[Saved data entries]
^^^^^^^^^^^^^^^^

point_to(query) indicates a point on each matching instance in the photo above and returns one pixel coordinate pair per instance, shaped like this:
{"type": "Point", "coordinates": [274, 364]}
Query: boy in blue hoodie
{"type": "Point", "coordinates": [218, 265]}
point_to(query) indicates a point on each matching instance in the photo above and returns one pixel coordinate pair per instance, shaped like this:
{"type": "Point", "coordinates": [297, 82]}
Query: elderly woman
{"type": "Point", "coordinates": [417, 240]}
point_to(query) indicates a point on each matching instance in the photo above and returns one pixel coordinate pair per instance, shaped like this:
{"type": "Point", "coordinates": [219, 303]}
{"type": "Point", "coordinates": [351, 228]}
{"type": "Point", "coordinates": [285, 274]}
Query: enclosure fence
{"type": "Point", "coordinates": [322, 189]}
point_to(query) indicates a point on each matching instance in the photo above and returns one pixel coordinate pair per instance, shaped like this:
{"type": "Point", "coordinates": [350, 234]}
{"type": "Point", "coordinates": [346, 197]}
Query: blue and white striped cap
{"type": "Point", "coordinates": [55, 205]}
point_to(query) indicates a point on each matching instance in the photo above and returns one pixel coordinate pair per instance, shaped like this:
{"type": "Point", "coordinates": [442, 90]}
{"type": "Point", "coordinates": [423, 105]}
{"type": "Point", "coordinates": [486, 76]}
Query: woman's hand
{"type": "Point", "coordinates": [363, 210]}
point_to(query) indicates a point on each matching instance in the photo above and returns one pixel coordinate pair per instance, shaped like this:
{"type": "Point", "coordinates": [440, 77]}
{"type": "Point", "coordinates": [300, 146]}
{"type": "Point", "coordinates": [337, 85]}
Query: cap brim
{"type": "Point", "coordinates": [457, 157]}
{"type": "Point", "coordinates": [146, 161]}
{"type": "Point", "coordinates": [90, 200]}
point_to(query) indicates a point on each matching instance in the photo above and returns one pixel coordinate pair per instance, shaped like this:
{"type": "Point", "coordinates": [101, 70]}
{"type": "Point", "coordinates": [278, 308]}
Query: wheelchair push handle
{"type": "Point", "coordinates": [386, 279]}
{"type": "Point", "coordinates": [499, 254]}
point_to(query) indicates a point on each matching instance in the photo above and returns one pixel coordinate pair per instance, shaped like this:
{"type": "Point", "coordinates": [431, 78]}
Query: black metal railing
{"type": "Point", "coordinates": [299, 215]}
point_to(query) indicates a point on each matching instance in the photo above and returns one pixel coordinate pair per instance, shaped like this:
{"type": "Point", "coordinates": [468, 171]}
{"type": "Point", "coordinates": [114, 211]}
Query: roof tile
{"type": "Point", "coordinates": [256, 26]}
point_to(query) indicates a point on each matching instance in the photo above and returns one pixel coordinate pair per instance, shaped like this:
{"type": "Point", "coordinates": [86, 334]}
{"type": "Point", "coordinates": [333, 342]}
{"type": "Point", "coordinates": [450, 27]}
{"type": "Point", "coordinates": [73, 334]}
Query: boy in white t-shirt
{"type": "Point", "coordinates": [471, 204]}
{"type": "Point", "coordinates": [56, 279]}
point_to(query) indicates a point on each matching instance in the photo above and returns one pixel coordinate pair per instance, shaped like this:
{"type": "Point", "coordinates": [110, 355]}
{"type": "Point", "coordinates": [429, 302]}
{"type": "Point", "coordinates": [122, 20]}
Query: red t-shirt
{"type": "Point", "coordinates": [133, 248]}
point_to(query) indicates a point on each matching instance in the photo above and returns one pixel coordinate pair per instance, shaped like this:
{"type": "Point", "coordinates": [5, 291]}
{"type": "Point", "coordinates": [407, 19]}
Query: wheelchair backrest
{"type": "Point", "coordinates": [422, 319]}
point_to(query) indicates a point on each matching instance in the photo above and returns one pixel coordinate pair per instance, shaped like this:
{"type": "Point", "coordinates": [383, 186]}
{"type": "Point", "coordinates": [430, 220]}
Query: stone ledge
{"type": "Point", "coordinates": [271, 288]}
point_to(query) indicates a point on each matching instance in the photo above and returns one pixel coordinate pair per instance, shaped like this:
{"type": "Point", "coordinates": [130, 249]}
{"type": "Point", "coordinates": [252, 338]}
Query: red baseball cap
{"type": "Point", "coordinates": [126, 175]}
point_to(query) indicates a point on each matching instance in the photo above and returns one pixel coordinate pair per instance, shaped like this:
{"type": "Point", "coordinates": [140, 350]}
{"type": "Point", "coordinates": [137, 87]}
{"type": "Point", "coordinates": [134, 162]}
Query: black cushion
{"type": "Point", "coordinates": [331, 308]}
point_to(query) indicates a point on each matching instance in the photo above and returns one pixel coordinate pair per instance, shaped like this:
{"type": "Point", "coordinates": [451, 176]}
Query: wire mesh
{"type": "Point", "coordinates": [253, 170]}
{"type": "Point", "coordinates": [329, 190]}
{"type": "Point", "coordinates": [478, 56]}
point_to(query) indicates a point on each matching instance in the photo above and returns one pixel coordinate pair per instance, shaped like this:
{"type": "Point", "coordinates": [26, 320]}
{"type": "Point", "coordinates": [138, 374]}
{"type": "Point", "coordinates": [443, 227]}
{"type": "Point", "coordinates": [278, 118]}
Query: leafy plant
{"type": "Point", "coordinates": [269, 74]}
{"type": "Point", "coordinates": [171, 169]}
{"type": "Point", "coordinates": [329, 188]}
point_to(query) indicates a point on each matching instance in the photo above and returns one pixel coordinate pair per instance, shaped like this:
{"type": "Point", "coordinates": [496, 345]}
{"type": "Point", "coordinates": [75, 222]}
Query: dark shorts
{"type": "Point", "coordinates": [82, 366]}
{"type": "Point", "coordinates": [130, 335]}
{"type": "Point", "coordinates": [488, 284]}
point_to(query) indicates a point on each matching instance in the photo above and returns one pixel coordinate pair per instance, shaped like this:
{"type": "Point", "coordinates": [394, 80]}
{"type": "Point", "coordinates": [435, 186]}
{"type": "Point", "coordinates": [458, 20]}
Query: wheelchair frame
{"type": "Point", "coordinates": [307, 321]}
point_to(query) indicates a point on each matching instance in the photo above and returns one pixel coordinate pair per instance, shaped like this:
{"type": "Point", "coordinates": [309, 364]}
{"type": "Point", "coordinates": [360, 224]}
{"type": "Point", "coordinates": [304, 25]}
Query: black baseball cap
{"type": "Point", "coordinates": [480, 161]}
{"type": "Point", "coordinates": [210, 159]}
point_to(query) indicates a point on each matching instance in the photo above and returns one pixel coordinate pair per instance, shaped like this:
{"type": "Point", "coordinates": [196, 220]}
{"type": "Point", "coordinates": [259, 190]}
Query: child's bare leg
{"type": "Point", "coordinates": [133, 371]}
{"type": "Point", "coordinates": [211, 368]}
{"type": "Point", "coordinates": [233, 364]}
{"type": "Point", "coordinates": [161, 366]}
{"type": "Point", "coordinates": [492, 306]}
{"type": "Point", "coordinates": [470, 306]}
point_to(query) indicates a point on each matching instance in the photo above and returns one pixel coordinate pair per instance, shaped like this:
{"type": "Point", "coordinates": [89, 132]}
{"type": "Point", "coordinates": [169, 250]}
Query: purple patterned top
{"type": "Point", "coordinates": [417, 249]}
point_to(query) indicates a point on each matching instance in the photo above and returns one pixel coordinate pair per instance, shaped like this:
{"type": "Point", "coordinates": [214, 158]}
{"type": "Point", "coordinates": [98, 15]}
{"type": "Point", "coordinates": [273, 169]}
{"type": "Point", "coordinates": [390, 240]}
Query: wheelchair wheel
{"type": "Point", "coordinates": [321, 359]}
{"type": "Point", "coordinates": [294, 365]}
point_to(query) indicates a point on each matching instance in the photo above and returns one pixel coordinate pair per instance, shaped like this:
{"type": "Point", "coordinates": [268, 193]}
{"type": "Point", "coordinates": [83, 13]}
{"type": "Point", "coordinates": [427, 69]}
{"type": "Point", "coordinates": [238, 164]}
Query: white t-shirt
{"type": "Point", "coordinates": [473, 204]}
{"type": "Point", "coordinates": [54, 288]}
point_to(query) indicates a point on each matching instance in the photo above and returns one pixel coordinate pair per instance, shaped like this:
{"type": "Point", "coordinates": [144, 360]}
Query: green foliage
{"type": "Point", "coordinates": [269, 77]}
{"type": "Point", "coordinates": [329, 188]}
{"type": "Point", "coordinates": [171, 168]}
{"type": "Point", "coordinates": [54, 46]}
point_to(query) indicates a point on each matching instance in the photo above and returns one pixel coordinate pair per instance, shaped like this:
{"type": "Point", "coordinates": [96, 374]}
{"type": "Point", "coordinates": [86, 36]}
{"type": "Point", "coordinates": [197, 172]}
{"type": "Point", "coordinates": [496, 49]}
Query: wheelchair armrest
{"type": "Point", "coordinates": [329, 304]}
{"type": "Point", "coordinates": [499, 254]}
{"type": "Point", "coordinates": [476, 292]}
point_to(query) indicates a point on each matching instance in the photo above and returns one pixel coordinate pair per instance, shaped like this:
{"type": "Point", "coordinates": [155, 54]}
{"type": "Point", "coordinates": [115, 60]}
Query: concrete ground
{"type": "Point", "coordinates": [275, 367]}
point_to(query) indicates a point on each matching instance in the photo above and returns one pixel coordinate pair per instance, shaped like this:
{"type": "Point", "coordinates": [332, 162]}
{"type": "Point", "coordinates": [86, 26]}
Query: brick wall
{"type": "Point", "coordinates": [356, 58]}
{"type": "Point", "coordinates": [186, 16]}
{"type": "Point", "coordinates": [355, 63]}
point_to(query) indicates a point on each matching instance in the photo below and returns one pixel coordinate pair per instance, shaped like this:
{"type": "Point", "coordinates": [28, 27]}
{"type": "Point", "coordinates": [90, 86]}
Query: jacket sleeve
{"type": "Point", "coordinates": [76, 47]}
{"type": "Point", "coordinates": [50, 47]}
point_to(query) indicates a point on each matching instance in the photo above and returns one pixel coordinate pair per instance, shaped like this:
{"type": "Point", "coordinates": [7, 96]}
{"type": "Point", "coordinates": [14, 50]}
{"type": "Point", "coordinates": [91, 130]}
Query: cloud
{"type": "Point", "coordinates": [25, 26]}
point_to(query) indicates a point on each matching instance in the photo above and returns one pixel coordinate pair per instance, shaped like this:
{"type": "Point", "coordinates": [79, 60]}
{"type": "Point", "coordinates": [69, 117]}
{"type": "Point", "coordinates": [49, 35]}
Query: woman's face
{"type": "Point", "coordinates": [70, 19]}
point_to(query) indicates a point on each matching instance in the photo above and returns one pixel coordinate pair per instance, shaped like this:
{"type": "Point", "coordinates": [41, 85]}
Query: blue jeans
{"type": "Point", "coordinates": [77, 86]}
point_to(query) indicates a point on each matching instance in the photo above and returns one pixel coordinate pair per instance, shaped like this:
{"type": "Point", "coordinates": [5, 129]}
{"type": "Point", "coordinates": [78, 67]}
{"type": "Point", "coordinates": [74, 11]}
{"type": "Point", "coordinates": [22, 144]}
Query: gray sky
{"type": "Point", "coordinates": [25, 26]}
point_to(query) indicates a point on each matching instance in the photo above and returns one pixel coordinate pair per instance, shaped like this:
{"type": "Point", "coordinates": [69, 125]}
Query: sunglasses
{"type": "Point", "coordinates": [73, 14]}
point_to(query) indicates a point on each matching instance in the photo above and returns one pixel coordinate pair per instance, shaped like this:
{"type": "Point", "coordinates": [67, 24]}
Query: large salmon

^^^^^^^^^^^^^^^^

# Written exercise:
State how many lines in the material above contain the string "shirt", matching case exactly. Give only the number.

# Written response:
3